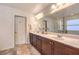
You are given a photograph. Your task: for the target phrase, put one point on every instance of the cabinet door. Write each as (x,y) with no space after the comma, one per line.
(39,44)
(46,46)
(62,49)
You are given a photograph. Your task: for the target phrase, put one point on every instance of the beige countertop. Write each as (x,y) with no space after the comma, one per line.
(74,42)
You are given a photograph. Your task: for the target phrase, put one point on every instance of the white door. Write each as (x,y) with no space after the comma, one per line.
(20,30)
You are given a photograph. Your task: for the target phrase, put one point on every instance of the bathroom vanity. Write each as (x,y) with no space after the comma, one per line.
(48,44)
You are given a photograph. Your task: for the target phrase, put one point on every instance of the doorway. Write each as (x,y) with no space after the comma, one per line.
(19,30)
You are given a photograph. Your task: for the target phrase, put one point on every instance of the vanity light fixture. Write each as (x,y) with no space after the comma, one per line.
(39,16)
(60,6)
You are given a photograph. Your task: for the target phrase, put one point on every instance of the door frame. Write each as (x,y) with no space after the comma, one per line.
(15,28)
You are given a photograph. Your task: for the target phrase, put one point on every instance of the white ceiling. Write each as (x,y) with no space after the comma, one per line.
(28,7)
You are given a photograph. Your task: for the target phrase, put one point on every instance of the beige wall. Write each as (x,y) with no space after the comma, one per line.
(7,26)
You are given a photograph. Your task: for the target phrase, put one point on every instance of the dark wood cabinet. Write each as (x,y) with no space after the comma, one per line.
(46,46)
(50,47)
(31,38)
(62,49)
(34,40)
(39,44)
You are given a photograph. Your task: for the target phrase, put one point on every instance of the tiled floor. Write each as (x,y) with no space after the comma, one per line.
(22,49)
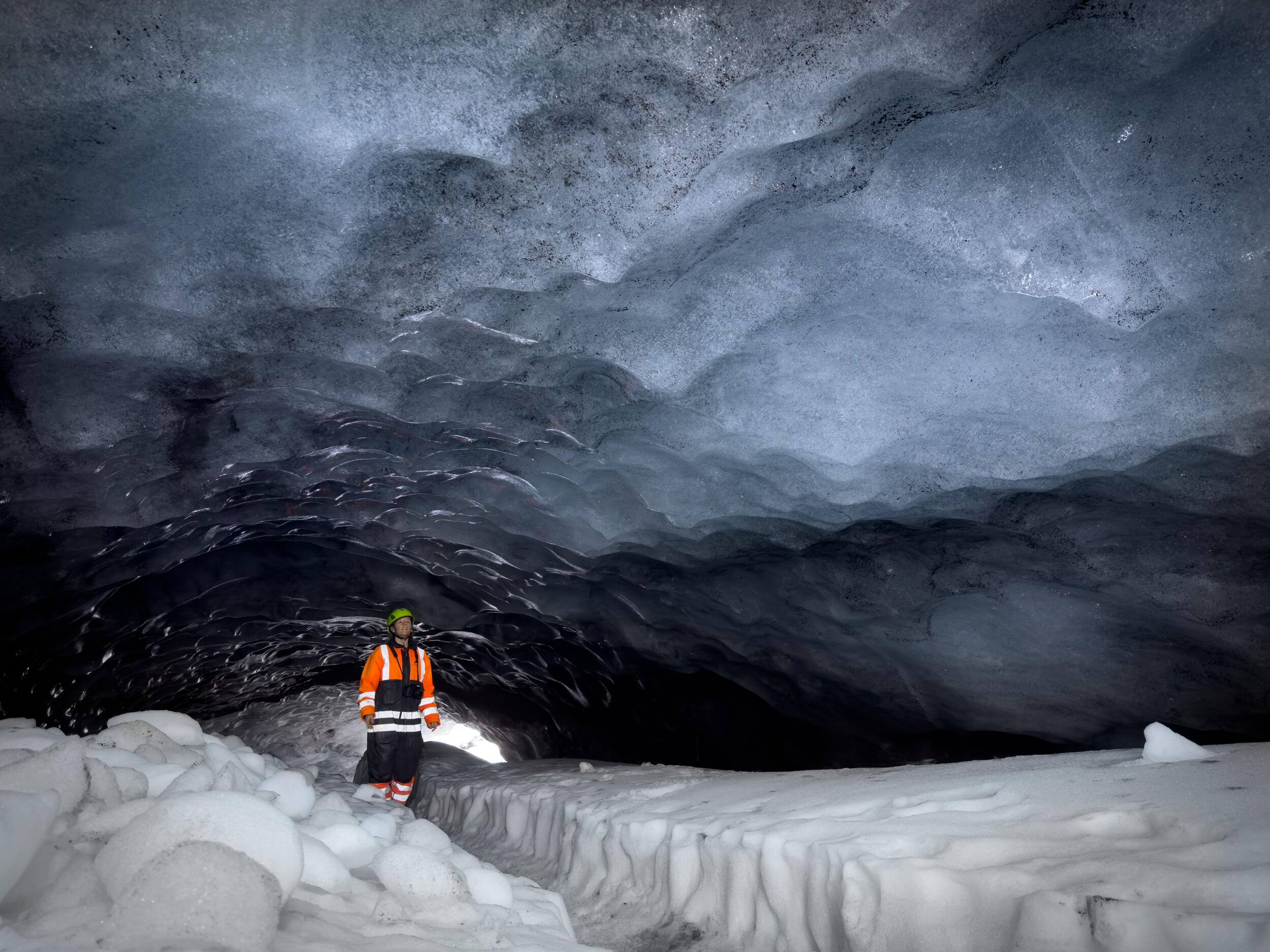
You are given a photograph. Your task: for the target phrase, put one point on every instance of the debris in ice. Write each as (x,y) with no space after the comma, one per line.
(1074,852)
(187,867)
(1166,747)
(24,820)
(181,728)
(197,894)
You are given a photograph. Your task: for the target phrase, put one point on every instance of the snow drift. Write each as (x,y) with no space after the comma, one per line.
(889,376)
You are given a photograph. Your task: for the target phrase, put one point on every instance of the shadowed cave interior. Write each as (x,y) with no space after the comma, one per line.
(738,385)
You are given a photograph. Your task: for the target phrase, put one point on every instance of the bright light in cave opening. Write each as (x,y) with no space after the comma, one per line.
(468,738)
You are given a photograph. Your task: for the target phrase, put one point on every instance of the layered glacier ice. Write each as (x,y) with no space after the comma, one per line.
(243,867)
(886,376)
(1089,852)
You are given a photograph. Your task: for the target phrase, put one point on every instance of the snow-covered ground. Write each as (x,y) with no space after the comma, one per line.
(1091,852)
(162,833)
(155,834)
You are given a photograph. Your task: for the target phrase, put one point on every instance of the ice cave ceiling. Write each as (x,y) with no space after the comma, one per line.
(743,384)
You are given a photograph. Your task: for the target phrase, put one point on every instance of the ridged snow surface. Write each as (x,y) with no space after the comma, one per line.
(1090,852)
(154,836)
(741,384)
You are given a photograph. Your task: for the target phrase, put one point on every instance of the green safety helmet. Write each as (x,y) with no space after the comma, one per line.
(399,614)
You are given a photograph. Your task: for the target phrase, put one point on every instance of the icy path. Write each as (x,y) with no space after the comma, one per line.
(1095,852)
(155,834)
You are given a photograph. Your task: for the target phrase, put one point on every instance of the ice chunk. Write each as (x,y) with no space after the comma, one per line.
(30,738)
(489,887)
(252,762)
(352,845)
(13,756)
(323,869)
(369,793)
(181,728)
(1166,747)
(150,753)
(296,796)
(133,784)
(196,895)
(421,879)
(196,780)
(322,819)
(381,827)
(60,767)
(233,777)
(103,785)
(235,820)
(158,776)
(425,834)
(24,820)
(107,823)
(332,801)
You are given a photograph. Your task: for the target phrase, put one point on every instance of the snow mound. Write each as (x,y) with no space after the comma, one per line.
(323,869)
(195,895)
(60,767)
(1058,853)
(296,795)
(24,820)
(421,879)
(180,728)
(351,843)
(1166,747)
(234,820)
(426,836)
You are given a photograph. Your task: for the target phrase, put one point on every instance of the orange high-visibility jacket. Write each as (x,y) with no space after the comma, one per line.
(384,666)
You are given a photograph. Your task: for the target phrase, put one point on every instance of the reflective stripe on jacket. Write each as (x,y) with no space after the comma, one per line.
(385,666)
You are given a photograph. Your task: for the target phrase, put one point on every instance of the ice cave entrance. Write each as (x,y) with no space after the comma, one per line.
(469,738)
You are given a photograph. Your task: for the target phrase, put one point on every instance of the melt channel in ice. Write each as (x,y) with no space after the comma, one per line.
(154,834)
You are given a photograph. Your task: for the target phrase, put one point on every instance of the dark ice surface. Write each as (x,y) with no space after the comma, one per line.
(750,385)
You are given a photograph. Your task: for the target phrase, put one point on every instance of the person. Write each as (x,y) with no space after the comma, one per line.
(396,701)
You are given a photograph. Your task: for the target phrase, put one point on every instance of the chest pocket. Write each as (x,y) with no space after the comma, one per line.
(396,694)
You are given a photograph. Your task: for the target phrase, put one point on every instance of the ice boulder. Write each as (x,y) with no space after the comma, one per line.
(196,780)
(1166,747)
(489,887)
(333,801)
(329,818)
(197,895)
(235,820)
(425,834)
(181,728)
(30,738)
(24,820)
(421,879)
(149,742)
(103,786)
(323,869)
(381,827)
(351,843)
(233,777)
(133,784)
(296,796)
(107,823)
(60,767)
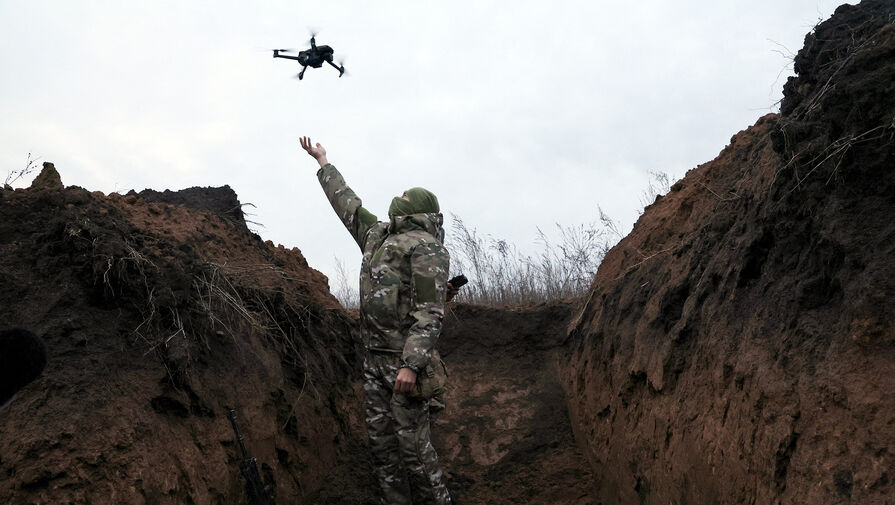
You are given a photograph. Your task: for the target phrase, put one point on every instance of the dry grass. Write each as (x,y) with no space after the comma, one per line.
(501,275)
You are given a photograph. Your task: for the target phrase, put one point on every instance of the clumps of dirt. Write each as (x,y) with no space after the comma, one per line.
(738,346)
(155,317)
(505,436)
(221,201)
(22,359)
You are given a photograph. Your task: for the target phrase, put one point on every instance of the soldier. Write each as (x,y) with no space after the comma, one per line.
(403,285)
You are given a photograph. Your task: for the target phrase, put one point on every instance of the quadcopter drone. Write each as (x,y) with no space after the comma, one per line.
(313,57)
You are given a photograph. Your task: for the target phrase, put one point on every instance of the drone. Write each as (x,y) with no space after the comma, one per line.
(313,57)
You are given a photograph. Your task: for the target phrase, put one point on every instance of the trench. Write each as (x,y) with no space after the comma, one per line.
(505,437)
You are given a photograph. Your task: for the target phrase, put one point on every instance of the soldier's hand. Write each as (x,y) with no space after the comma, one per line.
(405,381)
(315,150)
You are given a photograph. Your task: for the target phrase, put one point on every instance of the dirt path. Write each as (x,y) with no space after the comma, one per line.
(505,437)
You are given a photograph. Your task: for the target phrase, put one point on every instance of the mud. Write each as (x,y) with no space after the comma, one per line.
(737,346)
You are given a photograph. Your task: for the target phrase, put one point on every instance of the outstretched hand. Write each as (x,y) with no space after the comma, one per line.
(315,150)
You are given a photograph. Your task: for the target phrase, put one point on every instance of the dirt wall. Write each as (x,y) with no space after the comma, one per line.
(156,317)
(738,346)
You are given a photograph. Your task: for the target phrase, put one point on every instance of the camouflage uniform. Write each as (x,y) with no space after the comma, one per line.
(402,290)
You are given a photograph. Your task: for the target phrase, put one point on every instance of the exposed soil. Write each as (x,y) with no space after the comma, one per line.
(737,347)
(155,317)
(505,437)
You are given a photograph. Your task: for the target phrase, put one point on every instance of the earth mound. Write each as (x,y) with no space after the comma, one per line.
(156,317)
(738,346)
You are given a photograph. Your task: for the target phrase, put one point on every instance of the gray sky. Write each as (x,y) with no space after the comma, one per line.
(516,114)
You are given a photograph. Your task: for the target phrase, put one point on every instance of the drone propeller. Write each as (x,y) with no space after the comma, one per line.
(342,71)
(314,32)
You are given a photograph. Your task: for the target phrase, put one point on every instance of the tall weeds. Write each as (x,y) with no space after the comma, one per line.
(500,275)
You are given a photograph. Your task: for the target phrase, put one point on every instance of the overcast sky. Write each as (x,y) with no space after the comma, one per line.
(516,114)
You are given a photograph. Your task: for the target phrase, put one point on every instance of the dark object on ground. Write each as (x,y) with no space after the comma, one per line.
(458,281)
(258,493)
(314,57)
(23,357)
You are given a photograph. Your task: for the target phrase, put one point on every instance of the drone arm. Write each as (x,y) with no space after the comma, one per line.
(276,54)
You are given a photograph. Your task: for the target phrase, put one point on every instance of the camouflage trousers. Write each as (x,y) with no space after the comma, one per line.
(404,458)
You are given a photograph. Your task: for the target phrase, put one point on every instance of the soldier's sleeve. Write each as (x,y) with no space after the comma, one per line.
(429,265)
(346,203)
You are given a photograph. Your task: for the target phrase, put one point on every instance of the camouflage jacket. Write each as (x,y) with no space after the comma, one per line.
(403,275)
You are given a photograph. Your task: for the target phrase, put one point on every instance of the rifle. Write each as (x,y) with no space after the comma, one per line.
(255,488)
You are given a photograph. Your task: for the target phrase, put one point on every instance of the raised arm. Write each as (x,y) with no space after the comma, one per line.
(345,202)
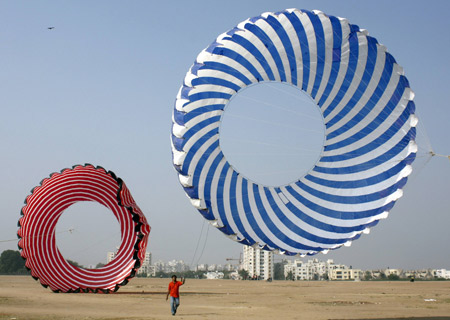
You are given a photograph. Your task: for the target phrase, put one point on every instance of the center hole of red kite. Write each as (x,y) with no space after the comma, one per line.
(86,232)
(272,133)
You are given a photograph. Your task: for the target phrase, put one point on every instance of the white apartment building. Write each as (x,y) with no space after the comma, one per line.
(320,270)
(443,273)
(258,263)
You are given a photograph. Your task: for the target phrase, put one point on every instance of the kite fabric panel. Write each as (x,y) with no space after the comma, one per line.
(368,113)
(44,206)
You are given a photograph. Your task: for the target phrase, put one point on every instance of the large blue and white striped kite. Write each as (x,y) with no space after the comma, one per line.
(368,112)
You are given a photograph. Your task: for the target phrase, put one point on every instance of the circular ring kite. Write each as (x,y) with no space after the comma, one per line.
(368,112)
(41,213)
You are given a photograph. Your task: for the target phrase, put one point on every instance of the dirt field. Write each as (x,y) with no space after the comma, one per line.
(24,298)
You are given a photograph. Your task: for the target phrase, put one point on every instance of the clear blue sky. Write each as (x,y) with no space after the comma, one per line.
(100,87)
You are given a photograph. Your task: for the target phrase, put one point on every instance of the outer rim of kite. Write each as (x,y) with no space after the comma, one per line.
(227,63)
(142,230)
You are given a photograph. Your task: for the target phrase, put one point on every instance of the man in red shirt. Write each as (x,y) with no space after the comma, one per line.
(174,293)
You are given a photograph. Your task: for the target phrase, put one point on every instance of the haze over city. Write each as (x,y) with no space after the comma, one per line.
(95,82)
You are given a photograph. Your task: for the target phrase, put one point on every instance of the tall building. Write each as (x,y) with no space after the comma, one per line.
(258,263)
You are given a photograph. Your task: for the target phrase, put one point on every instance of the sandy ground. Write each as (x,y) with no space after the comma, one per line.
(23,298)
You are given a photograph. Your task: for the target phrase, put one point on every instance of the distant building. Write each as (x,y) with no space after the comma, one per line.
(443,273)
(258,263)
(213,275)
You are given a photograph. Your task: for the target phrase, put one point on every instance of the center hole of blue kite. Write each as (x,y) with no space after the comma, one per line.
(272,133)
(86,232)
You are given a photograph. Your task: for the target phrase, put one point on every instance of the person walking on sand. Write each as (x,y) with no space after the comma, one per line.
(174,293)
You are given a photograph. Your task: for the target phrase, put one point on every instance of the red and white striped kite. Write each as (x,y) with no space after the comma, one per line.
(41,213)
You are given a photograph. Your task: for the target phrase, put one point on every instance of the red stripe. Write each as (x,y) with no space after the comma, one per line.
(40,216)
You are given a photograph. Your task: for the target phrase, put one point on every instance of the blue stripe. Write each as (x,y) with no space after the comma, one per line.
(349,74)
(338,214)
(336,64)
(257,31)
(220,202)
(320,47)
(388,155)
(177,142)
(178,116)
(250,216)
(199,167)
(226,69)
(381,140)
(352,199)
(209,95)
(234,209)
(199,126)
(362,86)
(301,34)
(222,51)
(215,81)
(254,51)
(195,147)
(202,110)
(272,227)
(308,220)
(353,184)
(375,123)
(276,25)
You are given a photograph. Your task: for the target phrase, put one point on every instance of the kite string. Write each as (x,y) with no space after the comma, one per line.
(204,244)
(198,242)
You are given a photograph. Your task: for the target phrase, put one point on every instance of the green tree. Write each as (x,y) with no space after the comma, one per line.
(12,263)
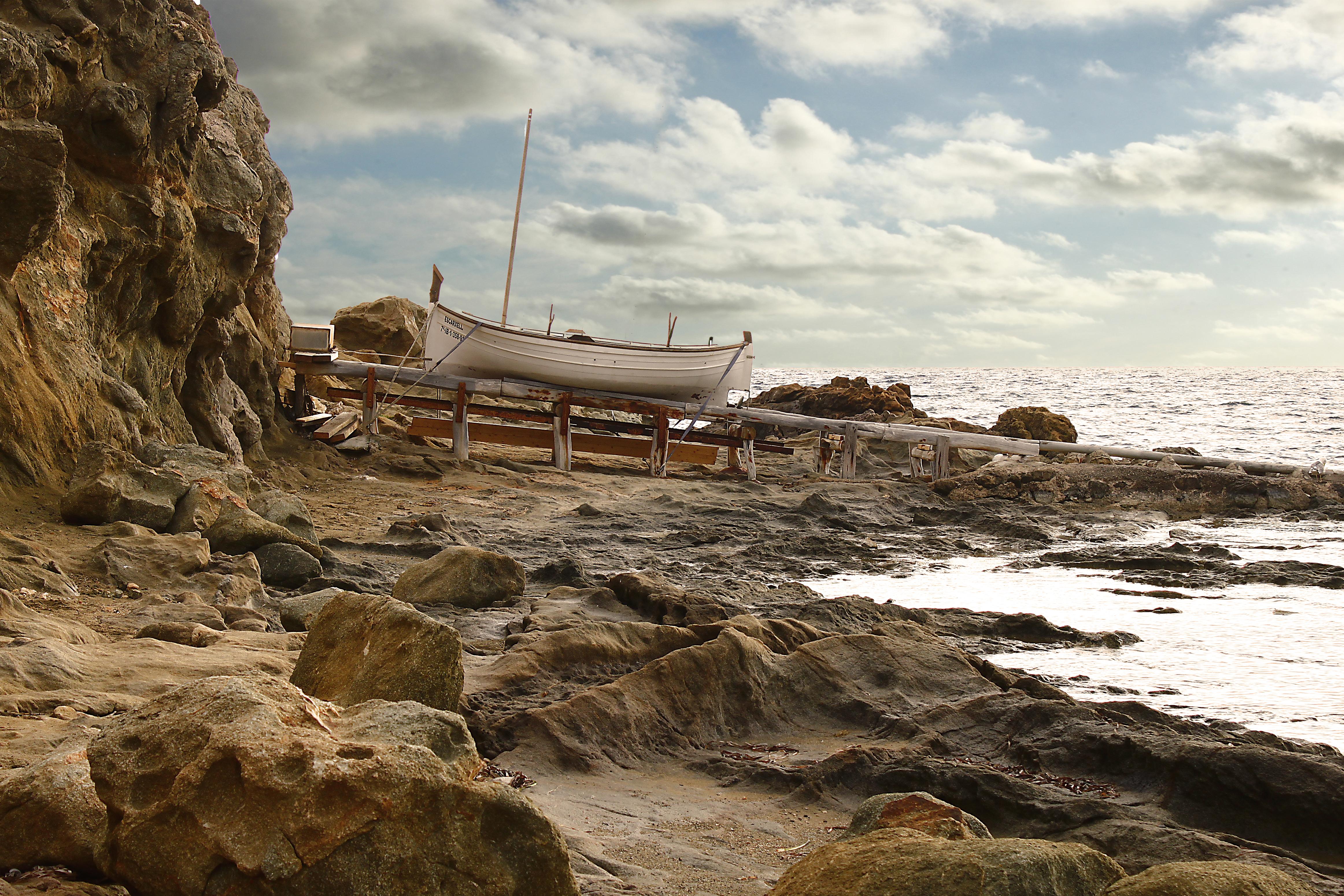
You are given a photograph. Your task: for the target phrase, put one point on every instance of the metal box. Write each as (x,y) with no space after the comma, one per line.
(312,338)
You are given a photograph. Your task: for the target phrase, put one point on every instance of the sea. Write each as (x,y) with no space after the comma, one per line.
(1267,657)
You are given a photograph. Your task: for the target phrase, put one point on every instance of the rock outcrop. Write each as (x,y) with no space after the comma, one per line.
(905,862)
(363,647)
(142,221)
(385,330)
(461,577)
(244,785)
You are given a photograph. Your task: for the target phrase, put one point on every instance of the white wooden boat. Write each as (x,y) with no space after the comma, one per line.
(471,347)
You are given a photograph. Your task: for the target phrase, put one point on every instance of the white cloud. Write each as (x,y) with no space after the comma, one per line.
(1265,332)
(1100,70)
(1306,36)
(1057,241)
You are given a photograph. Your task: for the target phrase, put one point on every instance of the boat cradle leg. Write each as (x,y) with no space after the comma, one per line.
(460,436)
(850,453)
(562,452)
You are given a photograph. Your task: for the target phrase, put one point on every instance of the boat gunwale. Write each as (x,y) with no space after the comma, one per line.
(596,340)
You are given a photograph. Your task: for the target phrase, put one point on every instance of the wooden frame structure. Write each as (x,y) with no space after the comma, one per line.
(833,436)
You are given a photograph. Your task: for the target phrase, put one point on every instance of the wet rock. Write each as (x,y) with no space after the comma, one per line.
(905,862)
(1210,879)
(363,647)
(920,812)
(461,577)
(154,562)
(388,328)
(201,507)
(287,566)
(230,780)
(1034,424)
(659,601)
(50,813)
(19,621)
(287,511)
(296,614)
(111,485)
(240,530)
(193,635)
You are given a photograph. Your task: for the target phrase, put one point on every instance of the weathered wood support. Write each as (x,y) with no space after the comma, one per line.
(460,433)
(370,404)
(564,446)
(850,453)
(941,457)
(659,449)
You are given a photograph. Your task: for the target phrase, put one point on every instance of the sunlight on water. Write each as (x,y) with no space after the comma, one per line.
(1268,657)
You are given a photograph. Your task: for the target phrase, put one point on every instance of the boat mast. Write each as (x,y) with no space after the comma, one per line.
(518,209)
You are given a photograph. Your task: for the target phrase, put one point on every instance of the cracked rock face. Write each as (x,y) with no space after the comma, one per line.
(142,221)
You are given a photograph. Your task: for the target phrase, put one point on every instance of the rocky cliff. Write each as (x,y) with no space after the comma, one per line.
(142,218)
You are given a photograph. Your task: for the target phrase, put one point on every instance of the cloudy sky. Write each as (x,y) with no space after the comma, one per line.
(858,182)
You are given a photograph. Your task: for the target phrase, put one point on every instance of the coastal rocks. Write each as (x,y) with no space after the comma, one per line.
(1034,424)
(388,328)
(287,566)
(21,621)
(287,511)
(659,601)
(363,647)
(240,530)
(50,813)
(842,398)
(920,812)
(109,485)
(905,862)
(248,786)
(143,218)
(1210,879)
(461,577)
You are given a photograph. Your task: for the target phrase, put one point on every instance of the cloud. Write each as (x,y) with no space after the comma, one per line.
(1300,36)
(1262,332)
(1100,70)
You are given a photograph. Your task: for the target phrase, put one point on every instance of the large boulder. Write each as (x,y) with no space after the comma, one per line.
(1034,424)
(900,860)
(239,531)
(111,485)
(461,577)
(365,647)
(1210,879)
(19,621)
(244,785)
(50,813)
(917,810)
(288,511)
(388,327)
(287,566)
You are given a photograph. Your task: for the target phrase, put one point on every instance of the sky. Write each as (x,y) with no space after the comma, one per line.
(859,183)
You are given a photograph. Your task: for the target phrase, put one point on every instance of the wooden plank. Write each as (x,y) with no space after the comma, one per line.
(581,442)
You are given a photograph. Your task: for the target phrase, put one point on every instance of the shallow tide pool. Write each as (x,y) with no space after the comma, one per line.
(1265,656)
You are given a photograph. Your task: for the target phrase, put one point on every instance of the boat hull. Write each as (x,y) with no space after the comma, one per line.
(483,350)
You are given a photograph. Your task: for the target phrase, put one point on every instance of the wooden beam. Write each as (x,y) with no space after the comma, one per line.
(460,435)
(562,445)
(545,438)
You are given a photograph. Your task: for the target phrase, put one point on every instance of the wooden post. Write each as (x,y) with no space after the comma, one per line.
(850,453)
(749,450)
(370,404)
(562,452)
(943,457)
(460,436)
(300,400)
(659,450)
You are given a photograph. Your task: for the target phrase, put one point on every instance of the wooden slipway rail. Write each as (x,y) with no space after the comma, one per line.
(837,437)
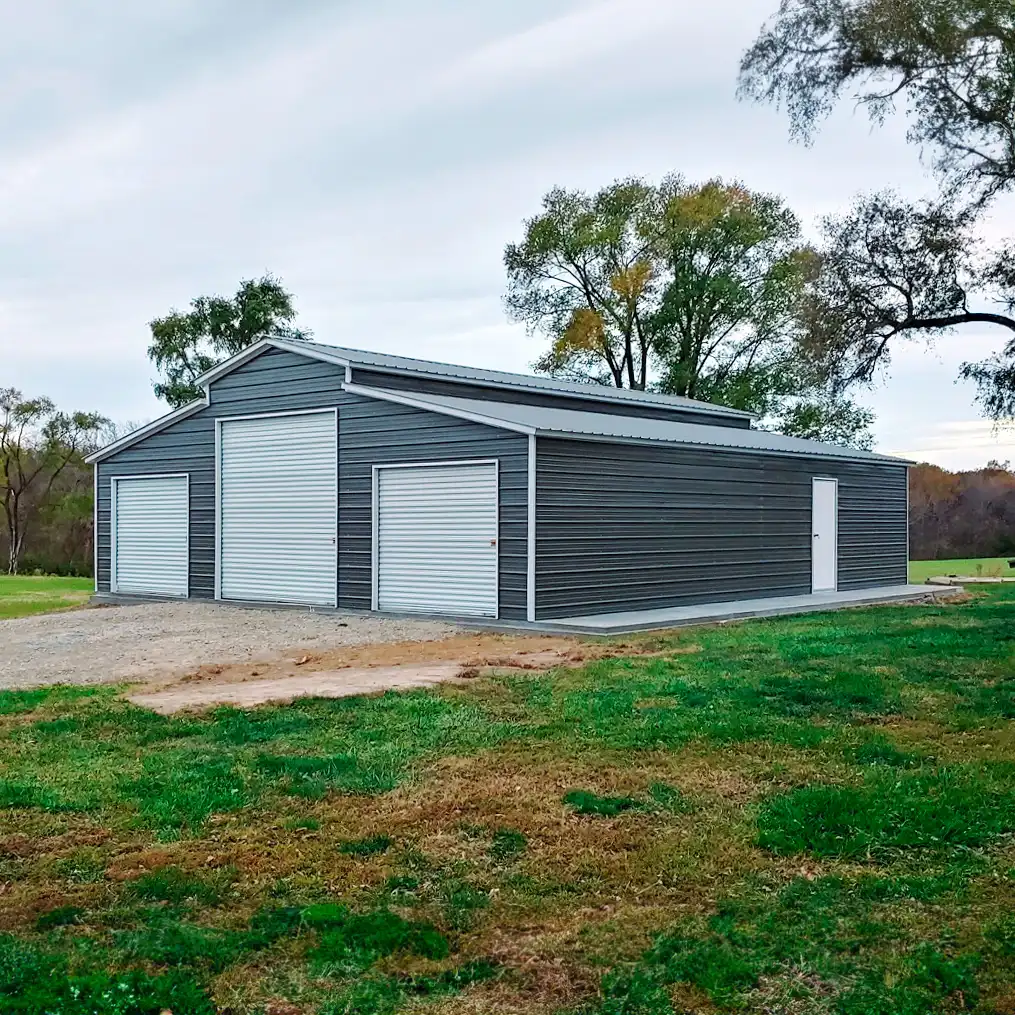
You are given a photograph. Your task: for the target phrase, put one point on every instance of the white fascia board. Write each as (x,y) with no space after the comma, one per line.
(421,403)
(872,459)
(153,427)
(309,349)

What to work on: Retype, exactly and only, the lines from the one containing "the wooden beam." through the end of the entries, both ends included, and omit all pictures.

Final answer:
You are given a photograph. Your task: for the target phrase, put one point on every instance of the wooden beam. Write each as (x,y) with no space after the comma, one per line.
(460,435)
(562,445)
(545,438)
You are given a photograph. Your task: for the target phrase, put one point on every instance of the wooden post. Write each as (x,y) with no space after the comma, one per line.
(850,453)
(749,450)
(370,404)
(562,452)
(943,457)
(460,436)
(300,400)
(659,450)
You are given a photograph. Your task: for the target phrase, put one point on every instance of the wooden slipway rail. Write each as (x,y) with no space after the comma, one per line.
(837,437)
You are given a photograph. Your task: for the target phrase, put one point on every instance of the white fascia board. Write each as (x,y) with no space after the comma, one per line.
(421,403)
(872,459)
(153,427)
(309,349)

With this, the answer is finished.